### AIM OF THE TASK
Output each entry exactly; skip nothing.

BEGIN

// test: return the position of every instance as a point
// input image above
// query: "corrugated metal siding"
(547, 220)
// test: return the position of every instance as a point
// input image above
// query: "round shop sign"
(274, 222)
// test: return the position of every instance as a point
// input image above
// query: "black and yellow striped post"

END

### RESULT OF THE EXERCISE
// test: return the position of every instance as a point
// input image above
// query: "corrugated metal siding"
(547, 220)
// test: return the position of every instance as a point
// input image above
// query: "round shop sign"
(274, 222)
// test: return the position of every instance as a point
// input image above
// query: "black and yellow striped post"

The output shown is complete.